Introdução do autor ao livro recém-lançado

“O leitor encontra neste livro muito mais que um comentário técnico da produção de juventude de Karl Marx. A partir de uma minuciosa reconstituição histórica do debate intelectual no qual Marx estava inserido, destacam-se três momentos da trajetória de Marx até a sua adesão, em 1845, ao comunismo. O fio condutor dessa clivagem, a aderência a determinados programas políticos, traz ao primeiro plano as polêmicas de Marx com Bruno Bauer, Moses Heß e Max Stirner – em geral obscurecidas pela ênfase em sua relação com Hegel e com Feuerbach. Em um registro que não omite as ambiguidades e contradições desse percurso, ensaia-se uma leitura original e não dogmática da obra de Marx”
(Ricardo Musse).

1.

O propósito inicial da maioria dos capítulos a seguir era o de mero comentário auxiliar à leitura de obras produzidas por Karl Marx entre 1841 e 1846. Nossa ideia era simplesmente a de fornecer materiais complementares/didáticos para o acompanhamento dos originais. Na realidade, pretendíamos passar um tanto rapidamente sobre a produção “de juventude” do autor, visando a abordar também questões de outros períodos de sua vida. Considerávamos que as análises sobre tal período de produção de Marx, a despeito das divergências, estavam bem consolidadas.

• **Objetivo da tarefa**
Continue, por favor, a introdução sobre a produção de juventude de Marx a partir do ponto em que ela termina. Os itens que vêm em seguida são um material à parte, sem ligação com a introdução.

• **Itens extraídos**
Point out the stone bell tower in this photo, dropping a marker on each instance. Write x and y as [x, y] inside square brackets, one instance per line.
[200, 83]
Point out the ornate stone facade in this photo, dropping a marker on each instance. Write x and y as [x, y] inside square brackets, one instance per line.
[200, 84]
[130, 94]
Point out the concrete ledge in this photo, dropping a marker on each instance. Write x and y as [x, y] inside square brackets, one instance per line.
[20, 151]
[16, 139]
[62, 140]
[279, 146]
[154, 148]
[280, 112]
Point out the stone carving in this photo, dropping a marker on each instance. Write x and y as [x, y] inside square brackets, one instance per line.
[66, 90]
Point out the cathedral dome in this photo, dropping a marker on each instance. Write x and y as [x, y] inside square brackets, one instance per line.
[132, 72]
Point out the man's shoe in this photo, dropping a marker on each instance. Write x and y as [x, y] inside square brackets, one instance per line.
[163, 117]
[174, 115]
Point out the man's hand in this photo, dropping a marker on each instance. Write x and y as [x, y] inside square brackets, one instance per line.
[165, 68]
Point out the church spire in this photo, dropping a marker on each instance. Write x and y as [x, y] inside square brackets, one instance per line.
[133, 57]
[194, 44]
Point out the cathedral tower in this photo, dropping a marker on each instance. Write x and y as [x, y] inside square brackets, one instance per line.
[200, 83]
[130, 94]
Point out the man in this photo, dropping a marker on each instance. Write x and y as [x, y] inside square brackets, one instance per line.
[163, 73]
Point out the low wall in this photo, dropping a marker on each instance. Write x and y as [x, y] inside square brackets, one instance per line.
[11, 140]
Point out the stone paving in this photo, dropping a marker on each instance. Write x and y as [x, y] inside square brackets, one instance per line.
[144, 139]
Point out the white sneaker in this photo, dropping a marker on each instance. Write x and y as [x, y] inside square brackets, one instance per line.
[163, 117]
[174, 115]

• **Resposta do exercício**
No processo de elaboração destes comentários auxiliares de leitura – alguns resultantes de textos preparados ou aulas proferidas em anos anteriores –, entretanto, restou claro que havia lacunas na nossa e na maioria das abordagens correntes. Parece-nos hoje também que boa parte do que se encontra em língua portuguesa sobre o tema padece do mal da superficialidade. Tendo isso em vista, este livro se justifica pela tentativa – não necessariamente bem-sucedida – de lançar luz sobre traços possivelmente obscurecidos da complexa passagem de Marx ao comunismo.

A nosso ver, na literatura em língua portuguesa sobre a produção de juventude de Marx repete-se o já repetido. A reprodutibilidade característica de manuais criou uma espécie de autômato que em certa medida atrapalha a reflexão. O grau de detalhamento está quase sempre no nível da tradução do que já consta, há décadas, nas introduções e notas de rodapé das coletâneas em línguas estrangeiras mais ou menos renomadas (como a alemã Marx-Engels Werke, MEW, mas sobretudo a inglesa Marx and Engels Collected Works, MECW). Em última instância, tais introduções e notas foram elaboradas sob as ordens de uma Moscou há muito – para dizer o mínimo – deteriorada pelo dogmatismo.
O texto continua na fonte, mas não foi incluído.